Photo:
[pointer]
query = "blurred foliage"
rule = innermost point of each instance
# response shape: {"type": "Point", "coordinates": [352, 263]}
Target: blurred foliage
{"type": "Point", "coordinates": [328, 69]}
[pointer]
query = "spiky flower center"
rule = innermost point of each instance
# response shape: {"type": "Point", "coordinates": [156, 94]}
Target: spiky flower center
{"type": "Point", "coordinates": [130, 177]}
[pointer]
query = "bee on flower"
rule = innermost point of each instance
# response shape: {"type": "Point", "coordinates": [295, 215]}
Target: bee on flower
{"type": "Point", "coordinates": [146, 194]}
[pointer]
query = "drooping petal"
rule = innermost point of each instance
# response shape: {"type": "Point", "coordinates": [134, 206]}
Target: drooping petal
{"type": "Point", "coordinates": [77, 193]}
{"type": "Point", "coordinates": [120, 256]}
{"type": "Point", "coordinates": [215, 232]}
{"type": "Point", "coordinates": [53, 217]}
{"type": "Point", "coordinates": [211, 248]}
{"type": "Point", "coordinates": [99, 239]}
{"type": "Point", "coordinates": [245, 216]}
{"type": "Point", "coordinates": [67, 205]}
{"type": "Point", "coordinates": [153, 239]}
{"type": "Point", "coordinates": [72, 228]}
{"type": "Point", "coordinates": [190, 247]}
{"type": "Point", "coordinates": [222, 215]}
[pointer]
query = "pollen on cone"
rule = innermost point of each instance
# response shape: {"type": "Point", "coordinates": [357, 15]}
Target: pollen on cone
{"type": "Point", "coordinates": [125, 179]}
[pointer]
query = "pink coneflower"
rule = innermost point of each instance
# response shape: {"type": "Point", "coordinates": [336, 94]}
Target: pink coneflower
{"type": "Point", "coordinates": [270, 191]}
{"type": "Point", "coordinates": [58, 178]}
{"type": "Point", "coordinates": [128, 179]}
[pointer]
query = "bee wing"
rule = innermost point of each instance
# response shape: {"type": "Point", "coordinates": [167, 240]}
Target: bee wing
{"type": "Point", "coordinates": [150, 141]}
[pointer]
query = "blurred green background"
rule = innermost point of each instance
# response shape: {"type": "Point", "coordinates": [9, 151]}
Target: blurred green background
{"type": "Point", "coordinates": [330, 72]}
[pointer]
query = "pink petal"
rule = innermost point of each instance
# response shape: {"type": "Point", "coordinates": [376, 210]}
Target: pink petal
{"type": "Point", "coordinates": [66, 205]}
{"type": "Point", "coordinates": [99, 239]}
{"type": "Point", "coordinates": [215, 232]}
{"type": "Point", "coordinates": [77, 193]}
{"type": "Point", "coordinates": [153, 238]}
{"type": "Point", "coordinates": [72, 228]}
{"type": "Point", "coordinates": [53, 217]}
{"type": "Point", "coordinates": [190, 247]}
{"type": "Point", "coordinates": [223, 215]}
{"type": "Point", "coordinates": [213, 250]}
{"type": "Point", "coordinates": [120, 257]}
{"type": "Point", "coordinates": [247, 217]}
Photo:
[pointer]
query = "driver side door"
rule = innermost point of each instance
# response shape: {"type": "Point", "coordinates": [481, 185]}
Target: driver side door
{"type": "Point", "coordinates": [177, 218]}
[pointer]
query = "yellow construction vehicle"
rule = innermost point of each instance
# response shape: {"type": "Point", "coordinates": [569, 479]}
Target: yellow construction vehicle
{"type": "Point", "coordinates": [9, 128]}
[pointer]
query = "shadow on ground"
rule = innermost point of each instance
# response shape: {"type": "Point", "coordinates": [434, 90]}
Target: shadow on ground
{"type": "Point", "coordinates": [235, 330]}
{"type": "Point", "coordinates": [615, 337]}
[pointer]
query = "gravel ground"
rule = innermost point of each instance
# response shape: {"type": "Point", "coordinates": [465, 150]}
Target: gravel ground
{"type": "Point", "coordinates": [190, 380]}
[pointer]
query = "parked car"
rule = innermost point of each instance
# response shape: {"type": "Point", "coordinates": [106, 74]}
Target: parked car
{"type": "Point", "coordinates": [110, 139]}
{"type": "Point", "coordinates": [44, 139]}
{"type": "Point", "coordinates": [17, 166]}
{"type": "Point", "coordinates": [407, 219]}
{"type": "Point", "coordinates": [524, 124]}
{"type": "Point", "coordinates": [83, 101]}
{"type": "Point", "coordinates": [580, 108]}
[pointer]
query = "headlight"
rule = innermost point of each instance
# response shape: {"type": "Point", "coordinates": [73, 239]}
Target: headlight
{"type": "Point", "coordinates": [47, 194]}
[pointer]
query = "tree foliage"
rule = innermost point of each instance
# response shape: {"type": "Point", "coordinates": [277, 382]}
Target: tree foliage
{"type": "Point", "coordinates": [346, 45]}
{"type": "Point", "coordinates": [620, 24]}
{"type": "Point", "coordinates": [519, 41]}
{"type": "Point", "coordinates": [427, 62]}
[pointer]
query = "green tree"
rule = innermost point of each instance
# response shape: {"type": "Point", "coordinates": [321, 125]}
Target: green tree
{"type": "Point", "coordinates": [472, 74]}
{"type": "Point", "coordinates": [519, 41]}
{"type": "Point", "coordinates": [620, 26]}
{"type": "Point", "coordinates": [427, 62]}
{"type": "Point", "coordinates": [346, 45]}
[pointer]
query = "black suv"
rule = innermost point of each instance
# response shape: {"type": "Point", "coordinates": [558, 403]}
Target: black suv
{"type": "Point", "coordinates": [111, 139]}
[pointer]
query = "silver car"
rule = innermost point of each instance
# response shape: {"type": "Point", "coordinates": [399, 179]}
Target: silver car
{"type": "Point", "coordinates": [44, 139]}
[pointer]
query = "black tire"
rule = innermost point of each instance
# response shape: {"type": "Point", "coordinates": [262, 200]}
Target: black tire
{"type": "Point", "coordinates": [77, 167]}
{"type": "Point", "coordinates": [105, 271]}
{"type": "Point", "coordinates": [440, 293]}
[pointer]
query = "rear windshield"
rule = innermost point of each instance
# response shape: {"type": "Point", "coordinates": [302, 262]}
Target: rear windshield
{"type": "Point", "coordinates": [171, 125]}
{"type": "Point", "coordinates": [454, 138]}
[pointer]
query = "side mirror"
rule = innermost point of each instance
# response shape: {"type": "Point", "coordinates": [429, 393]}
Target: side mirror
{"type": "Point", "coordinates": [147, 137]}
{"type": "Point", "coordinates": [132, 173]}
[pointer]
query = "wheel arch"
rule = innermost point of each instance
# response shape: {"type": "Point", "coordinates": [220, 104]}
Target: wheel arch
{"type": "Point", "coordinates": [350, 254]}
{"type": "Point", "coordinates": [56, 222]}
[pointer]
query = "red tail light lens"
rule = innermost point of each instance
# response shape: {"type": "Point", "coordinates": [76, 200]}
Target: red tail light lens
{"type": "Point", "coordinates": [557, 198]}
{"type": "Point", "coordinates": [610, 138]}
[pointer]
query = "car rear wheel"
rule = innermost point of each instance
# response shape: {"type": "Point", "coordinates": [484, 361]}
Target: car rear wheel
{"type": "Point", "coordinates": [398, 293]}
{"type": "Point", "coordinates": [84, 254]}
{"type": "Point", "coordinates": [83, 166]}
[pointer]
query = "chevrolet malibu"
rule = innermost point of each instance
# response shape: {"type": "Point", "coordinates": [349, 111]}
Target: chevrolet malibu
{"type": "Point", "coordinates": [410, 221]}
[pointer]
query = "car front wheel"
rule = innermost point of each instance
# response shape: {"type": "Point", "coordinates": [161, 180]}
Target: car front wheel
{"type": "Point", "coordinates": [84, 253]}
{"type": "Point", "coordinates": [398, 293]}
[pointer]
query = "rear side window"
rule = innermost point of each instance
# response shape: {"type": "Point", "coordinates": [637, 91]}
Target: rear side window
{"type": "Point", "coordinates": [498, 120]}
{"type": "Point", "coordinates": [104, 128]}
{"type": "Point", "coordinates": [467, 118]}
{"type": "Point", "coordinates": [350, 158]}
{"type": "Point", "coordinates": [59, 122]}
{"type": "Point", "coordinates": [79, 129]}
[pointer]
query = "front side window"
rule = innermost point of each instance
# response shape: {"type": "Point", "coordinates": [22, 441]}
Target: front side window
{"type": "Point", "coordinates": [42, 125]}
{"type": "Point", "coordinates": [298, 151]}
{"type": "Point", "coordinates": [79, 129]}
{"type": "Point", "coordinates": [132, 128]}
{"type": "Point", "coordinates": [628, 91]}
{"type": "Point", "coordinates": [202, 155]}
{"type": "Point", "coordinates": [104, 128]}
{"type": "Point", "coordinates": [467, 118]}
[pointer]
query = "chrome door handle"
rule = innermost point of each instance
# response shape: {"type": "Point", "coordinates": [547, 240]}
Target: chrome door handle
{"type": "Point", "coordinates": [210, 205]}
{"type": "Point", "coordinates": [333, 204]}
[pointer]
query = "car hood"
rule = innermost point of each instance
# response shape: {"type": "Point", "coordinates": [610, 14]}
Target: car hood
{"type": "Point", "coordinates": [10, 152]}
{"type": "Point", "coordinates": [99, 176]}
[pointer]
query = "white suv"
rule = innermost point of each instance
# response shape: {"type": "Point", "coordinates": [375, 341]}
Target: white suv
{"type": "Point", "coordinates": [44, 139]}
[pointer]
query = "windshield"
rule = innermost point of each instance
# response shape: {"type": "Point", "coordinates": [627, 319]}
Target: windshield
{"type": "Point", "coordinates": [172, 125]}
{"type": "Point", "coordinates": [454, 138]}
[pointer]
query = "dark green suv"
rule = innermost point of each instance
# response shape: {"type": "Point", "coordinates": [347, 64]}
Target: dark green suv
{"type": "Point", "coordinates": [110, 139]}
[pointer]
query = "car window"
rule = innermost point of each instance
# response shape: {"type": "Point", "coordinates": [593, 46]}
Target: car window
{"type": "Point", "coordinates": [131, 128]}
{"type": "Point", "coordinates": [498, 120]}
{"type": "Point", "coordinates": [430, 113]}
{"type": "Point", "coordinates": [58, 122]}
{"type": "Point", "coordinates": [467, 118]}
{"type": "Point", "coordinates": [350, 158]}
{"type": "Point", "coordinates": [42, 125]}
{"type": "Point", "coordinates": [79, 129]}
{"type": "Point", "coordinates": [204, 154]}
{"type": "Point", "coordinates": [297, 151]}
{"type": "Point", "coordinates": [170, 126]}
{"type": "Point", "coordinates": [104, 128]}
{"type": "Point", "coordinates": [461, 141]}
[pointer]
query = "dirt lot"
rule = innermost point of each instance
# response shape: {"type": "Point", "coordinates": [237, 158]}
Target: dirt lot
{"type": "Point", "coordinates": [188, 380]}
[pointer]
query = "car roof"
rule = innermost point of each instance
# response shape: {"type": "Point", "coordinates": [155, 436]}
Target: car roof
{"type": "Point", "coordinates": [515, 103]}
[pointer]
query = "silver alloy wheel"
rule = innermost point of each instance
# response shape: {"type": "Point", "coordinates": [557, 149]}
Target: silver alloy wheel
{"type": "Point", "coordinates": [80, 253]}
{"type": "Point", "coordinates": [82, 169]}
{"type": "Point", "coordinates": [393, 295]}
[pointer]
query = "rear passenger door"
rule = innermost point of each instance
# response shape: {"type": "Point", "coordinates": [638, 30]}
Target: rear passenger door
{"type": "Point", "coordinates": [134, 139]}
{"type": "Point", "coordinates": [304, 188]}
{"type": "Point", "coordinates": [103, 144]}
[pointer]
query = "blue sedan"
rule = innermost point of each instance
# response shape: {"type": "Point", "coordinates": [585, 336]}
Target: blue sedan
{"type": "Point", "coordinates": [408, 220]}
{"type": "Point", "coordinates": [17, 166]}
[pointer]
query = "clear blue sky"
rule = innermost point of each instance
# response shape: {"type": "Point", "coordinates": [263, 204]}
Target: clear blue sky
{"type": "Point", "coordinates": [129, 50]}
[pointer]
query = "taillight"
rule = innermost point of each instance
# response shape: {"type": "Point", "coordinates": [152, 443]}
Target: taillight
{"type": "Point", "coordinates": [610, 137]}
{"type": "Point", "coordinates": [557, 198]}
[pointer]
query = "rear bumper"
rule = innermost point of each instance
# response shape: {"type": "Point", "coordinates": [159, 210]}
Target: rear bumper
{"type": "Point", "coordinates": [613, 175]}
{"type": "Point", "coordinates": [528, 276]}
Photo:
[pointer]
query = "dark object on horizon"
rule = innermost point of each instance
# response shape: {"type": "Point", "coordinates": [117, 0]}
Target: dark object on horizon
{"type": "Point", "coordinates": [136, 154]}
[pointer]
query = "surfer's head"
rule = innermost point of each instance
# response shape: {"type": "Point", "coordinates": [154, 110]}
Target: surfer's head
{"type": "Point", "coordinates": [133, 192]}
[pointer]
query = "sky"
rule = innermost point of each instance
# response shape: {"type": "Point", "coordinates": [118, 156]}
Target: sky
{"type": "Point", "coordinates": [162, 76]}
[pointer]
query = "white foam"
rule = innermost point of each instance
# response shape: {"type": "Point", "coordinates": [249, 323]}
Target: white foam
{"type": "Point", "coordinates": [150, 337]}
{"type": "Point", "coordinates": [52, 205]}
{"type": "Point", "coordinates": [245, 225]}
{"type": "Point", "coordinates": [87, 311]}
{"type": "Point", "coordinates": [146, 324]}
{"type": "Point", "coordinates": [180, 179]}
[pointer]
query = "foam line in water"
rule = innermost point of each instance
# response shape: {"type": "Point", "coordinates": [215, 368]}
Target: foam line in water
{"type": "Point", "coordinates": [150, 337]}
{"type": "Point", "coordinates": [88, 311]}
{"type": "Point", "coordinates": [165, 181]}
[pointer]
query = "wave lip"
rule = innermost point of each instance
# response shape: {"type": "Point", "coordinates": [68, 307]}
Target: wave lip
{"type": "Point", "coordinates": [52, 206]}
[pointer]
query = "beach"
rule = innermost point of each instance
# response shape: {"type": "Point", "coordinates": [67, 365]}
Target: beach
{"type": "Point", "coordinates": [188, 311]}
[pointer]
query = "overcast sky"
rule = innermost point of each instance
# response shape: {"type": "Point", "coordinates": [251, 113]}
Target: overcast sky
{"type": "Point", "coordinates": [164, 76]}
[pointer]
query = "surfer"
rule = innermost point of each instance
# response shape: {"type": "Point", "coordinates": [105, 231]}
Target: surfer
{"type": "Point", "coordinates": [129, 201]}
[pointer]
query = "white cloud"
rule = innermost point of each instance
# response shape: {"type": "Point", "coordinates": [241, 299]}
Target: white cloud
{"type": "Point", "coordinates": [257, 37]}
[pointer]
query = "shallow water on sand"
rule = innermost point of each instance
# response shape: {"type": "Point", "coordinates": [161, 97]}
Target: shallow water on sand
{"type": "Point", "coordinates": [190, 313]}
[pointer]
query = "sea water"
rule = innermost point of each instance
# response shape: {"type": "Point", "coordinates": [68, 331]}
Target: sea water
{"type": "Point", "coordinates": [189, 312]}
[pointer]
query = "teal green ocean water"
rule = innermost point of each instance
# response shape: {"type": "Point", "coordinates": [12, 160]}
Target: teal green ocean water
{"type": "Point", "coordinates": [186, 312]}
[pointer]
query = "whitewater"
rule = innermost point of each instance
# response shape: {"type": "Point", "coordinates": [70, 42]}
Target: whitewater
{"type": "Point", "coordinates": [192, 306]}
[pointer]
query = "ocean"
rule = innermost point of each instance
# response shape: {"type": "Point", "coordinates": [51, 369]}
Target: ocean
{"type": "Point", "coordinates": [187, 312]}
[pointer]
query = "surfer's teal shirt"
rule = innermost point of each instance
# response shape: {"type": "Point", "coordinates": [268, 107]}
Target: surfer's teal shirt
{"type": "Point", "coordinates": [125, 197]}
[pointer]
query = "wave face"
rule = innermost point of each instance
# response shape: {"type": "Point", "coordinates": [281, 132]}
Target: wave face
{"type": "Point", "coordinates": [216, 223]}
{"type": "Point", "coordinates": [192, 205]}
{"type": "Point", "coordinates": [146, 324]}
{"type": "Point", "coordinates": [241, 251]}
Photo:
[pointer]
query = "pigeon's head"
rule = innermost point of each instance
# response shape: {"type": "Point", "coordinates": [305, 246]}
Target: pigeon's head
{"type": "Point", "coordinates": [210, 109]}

Stated exercise | Copy out, word for word, every line in the material above that contains the word "cloud".

Reply |
query = "white cloud"
Target: white cloud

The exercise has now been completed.